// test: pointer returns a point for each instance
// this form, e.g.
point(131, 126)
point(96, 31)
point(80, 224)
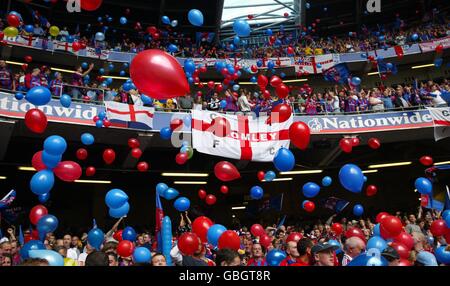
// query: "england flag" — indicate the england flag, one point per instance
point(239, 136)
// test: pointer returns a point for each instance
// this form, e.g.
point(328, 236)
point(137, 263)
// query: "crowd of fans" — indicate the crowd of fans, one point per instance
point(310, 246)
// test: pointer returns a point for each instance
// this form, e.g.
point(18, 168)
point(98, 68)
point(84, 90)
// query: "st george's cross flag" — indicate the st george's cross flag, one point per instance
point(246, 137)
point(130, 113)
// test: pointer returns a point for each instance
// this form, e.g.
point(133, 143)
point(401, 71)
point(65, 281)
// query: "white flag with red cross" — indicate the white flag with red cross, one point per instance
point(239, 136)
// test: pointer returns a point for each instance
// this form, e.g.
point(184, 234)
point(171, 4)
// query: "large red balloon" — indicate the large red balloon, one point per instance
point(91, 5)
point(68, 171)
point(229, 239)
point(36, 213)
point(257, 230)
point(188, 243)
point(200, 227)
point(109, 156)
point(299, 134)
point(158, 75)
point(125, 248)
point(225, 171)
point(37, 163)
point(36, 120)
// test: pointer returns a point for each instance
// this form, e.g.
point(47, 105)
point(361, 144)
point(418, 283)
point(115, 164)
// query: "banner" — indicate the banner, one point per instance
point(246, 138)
^^^^
* **YOUR INSTRUCTIONS**
Could you repeat all of the data exactly, minus the pictures?

* **REPLY TO THE TASK**
// test: pointer returns a point for each instance
// this form, e.g.
point(131, 126)
point(96, 31)
point(80, 224)
// query: "england flag" — indicate the england flag, one point per instance
point(239, 136)
// test: pointer returns a point for each instance
// this form, e.g.
point(328, 236)
point(137, 263)
// query: "crowd of fans" — indicate the crowd of fans, one point per instance
point(310, 246)
// test: pointer returns a point for each instance
// this form, e.g.
point(18, 168)
point(98, 68)
point(84, 90)
// query: "st george's cross flag" — indicate the st george's cross flag, one point per instance
point(246, 137)
point(130, 113)
// test: pointer returns a point for each instance
// this form, e.g.
point(133, 143)
point(401, 71)
point(65, 281)
// query: "white flag with red cross" — indicate the white flag with red cross, one point per instance
point(239, 136)
// test: pointer returns a point for each instance
// this form, e.g.
point(184, 234)
point(171, 4)
// query: "large red balloon" — indicate the large red balloon, one point per instance
point(91, 5)
point(68, 171)
point(229, 239)
point(36, 213)
point(257, 230)
point(188, 243)
point(200, 227)
point(109, 156)
point(299, 134)
point(158, 75)
point(125, 248)
point(225, 171)
point(37, 163)
point(36, 120)
// test: pointer returns a point for each instance
// this form, e.g.
point(47, 105)
point(361, 144)
point(418, 283)
point(115, 164)
// query: "banner" — indicate the banner, one point per instance
point(246, 138)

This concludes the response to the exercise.